___ STORED RECORDS

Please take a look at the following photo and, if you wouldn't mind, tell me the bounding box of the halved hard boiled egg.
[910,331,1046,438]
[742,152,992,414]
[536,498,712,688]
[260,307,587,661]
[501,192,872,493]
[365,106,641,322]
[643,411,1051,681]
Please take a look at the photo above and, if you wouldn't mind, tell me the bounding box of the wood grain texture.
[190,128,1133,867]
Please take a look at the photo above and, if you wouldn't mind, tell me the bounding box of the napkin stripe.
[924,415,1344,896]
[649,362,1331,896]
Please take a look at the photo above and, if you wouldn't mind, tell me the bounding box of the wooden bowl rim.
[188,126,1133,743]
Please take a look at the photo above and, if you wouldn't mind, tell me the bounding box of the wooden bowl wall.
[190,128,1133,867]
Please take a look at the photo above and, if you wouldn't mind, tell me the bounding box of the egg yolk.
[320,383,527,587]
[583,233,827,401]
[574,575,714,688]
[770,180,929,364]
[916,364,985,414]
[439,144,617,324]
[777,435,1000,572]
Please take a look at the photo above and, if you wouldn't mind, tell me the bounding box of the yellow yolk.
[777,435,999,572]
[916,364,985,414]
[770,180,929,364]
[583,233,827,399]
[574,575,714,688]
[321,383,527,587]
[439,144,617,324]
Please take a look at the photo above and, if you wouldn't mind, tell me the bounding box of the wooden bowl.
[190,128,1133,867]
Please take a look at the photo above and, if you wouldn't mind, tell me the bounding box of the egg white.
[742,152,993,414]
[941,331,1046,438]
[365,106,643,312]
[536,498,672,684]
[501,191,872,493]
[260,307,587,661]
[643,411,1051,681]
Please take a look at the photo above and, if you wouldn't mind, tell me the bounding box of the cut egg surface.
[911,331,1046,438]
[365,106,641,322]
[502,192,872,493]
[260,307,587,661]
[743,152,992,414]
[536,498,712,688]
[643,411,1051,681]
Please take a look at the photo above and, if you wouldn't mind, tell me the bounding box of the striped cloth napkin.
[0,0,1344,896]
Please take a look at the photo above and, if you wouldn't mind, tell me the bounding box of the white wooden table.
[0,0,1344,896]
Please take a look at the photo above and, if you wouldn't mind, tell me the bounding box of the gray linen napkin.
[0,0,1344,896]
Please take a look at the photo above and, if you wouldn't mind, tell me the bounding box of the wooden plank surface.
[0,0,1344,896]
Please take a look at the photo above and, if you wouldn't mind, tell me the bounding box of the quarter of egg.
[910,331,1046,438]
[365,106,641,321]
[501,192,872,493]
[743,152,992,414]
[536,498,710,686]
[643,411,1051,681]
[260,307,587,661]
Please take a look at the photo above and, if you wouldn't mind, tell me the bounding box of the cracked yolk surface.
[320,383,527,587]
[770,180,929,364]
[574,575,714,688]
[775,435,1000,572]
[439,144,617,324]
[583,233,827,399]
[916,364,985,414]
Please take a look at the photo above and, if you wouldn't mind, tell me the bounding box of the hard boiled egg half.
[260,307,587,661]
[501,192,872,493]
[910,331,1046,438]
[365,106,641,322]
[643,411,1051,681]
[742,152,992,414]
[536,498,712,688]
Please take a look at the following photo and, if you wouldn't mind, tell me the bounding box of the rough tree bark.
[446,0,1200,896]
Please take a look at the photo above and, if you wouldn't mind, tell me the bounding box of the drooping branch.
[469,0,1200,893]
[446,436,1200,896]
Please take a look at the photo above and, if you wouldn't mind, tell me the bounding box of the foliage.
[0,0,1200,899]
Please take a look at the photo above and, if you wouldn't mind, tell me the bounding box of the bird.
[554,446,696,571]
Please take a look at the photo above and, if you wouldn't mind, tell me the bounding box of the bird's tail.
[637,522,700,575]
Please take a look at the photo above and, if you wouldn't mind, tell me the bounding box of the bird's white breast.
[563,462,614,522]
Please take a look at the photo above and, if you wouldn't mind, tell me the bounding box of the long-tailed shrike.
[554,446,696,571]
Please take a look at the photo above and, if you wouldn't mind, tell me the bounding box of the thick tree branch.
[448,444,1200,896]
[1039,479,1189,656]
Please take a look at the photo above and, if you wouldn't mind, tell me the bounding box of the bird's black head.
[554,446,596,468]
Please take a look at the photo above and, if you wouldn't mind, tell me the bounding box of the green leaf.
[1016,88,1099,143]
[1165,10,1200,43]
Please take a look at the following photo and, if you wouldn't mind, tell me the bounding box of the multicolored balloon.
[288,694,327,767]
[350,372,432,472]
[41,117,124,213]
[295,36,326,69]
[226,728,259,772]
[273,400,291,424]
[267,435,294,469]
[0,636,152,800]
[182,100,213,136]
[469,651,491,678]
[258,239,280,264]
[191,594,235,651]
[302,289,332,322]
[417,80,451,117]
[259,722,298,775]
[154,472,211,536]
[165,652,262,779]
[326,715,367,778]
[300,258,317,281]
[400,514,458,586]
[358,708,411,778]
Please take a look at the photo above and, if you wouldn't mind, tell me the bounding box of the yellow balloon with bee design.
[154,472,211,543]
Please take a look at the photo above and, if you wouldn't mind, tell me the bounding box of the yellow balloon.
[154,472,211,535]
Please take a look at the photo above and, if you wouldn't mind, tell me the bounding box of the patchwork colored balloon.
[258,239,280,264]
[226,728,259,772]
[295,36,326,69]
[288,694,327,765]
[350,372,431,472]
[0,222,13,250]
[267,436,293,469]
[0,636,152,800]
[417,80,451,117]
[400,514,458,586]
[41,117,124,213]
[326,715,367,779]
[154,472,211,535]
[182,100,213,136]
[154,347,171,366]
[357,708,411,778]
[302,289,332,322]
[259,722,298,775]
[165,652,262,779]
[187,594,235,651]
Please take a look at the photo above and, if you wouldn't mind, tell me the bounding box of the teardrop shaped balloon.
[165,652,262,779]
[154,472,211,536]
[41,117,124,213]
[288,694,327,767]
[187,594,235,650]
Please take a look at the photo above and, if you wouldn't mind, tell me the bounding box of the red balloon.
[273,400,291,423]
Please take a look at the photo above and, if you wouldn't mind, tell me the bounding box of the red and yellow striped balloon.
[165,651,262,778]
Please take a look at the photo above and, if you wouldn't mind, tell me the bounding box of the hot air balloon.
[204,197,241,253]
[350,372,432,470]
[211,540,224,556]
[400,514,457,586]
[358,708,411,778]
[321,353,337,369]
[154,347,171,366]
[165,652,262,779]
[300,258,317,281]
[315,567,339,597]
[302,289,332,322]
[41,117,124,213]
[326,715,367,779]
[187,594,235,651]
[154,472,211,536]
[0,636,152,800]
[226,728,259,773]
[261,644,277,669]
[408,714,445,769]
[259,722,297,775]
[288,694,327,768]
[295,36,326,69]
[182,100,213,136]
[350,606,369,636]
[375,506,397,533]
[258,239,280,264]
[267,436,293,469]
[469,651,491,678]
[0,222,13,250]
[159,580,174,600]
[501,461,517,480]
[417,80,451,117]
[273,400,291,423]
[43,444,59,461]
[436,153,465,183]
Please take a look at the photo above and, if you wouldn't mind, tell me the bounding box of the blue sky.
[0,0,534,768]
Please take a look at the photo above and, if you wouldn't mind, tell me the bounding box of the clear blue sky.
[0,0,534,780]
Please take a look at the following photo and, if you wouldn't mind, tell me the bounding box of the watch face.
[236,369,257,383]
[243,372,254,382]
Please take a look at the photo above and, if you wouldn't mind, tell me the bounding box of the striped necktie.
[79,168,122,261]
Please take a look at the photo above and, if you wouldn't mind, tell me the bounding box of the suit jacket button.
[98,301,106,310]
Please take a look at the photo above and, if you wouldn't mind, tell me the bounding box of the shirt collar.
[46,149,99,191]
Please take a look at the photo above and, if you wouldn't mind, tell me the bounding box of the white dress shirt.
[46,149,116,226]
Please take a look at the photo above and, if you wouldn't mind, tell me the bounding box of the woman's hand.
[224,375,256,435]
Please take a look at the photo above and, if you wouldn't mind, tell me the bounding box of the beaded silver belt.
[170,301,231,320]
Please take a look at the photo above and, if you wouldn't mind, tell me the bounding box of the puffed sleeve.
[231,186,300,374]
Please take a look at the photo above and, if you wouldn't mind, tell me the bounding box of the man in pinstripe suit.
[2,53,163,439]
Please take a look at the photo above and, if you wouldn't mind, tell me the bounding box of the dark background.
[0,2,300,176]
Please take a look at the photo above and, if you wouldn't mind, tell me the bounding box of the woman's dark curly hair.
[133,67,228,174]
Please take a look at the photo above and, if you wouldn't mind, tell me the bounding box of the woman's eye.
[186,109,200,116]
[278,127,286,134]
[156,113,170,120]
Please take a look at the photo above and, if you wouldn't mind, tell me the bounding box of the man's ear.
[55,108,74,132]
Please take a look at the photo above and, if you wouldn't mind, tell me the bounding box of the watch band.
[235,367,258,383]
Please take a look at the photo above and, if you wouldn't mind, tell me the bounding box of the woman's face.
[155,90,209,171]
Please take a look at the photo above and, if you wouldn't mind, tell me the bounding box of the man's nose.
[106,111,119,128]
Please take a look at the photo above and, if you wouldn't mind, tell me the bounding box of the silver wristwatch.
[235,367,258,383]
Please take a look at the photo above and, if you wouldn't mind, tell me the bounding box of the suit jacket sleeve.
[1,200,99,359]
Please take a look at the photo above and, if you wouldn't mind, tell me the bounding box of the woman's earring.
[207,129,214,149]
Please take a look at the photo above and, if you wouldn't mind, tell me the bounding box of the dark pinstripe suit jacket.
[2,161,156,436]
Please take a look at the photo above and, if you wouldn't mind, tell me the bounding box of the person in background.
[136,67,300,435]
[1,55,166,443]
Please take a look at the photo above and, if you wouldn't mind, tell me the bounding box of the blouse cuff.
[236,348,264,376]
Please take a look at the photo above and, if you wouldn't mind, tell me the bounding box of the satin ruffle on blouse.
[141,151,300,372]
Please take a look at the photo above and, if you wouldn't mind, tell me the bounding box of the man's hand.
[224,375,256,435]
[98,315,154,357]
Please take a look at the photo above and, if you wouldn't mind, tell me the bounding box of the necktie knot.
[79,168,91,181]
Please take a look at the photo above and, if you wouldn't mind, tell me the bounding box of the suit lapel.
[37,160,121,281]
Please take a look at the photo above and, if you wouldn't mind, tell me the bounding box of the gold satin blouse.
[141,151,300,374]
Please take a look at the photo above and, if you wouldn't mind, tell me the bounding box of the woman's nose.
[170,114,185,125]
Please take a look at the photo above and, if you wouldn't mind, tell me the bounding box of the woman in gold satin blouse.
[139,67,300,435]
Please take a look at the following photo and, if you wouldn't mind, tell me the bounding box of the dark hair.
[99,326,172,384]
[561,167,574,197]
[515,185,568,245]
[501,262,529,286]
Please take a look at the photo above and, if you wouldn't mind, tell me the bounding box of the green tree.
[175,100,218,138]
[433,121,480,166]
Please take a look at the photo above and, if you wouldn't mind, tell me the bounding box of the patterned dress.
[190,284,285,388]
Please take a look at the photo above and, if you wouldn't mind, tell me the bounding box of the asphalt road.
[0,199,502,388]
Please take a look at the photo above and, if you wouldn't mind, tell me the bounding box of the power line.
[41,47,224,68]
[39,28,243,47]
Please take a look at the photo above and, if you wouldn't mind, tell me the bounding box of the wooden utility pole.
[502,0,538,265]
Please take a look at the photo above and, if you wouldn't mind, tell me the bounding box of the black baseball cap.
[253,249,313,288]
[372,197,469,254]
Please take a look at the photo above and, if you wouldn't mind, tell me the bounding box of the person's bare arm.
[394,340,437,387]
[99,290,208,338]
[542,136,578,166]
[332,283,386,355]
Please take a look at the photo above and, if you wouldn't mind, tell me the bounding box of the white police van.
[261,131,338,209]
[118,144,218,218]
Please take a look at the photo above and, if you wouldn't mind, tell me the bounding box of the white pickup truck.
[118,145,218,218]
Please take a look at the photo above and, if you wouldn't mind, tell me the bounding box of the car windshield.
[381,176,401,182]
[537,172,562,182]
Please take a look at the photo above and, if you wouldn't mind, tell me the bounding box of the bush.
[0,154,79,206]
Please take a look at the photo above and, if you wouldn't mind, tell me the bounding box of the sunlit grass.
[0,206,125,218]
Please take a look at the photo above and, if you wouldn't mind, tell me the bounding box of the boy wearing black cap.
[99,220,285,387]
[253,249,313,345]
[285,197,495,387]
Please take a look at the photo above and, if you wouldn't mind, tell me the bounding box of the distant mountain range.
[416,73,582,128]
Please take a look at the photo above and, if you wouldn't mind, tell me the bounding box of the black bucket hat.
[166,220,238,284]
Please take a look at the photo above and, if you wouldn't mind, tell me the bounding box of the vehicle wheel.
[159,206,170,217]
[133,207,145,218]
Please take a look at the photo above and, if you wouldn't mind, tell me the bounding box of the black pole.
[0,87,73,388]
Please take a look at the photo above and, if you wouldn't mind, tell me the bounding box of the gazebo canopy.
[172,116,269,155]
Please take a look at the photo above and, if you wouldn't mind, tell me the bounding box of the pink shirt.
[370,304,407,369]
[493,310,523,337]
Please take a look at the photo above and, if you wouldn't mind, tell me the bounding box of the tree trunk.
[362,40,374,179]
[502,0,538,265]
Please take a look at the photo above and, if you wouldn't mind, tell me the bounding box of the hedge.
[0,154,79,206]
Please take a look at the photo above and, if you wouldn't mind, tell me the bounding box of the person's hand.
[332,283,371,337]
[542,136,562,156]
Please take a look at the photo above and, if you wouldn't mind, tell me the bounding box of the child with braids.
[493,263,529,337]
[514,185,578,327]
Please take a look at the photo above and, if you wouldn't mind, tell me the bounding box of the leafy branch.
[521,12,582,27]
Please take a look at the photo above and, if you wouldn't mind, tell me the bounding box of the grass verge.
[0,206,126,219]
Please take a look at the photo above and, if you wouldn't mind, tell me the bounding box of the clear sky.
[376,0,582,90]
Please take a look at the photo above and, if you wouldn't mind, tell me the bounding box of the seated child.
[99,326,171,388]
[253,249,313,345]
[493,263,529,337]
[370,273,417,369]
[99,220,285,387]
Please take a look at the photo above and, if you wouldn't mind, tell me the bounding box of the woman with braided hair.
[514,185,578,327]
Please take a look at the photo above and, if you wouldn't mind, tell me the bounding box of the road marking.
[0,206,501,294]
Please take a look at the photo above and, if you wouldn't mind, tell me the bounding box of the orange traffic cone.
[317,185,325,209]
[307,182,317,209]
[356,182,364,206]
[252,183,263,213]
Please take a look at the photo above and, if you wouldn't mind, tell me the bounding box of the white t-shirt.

______

WHAT NEEDS TO BE DONE: Can you copy out word for word the part of the items above that opens with the line containing "the long-tailed shrike." and closes with the line containing "[1039,479,1189,656]", including both of those lines?

ANSWER BELOW:
Please take a look at the photo above and, if you wouldn't mind, tell me the bounding box of the long-tailed shrike.
[554,446,696,571]
Please take a look at the photo above and, if you wouldn't mind, tell me the bounding box of the thick tree branch.
[448,444,1200,896]
[1039,479,1189,656]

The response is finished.